What you return must match the records exactly, line for line.
━━━━━━━━━━━━━━━━━━━━
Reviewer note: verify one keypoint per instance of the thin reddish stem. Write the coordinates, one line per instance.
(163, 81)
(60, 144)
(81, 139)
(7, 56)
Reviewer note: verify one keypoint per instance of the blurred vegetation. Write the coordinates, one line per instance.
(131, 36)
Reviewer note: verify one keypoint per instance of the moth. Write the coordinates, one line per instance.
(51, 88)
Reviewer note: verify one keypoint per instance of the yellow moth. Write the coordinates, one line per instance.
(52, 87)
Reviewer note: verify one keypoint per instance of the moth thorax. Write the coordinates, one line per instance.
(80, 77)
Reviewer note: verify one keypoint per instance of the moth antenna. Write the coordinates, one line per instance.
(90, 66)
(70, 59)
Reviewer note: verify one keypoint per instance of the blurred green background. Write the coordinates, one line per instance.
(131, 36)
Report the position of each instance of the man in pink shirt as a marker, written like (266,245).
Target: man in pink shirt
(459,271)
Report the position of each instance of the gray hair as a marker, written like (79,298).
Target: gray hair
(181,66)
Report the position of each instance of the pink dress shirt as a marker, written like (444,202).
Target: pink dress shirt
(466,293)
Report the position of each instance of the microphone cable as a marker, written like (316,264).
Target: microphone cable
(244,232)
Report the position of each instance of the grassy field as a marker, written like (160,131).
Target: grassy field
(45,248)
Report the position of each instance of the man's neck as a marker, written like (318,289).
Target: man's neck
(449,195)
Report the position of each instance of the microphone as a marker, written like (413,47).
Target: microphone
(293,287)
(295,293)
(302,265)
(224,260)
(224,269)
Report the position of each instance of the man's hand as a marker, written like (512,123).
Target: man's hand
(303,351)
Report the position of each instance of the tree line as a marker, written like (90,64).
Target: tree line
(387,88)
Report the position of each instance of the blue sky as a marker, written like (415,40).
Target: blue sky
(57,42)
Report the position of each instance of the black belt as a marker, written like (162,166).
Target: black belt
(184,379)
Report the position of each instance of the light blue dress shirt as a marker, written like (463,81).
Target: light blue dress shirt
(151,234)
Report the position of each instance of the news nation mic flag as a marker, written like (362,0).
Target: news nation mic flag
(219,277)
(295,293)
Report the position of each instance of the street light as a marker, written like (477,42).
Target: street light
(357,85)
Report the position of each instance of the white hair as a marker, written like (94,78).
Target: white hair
━━━━━━━━━━━━━━━━━━━━
:: TASK OUTPUT ::
Reviewer note: verify one keypoint per instance of the thin reddish stem. Write the coordinates, one line per instance.
(163, 81)
(60, 144)
(81, 139)
(7, 56)
Reviewer note: verify one keypoint per instance of the blurred vegetation. Write the coordinates, one line per instance.
(131, 36)
Reviewer note: verify one keypoint per instance of the moth. Write the coordinates, one line per instance.
(51, 88)
Reviewer note: verify one keypoint per instance of the yellow moth. Write the coordinates, one line per instance.
(52, 87)
Reviewer note: verify one keypoint per instance of the moth thorax. Write the coordinates, one line per instance.
(80, 77)
Reviewer note: verify one keypoint per instance of the moth antenna. Write the coordinates, one line per instance.
(90, 66)
(70, 59)
Reviewer note: verify one keypoint per instance of the blurred green background. Write the coordinates, one line per instance.
(131, 36)
Report the position of each instance of the man in pink shirt as a marker, written like (266,245).
Target: man in pink shirt
(459,271)
Report the position of each instance of the gray hair as a marker, written like (79,298).
Target: gray hair
(181,66)
Report the position of each instance of the pink dress shirt as a marker, written like (444,202).
Target: pink dress shirt
(466,293)
Report the position of each instance of the microphone cable as a marker, written like (316,264).
Target: microphone cable
(244,232)
Report the position of each instance of the grassy field as a marker, written like (160,131).
Target: grassy field
(45,248)
Report the position of each instance of the man's neck as a marker, written like (318,289).
Target: man's neck
(449,195)
Report the position of each instance of the microphone as a marker, written like (413,47).
Target: microphone
(293,287)
(295,293)
(302,265)
(224,260)
(224,269)
Report the position of each instance of the man's hand as a marker, written like (512,123).
Target: man's hand
(303,351)
Report the position of each instance of the tree line as a marker, written like (90,64).
Target: tree line
(387,88)
Report the position of each instance of the blue sky as a marker, written like (415,40).
Target: blue sky
(57,42)
Report the position of each instance of the black belt as a marker, written like (162,166).
Target: black belt
(184,379)
Report the position of each instance of the light blue dress shirt as a marker, written like (463,81).
Target: light blue dress shirt
(151,234)
Report the position of each instance of the news nation mic flag as a marker, written like (362,0).
Target: news nation mic flag
(219,277)
(295,293)
Report the position of each instance of the street light as a marker, written like (477,42).
Target: street light
(357,85)
Report the position of each instance of the white hair as a marker, written like (94,78).
Target: white hair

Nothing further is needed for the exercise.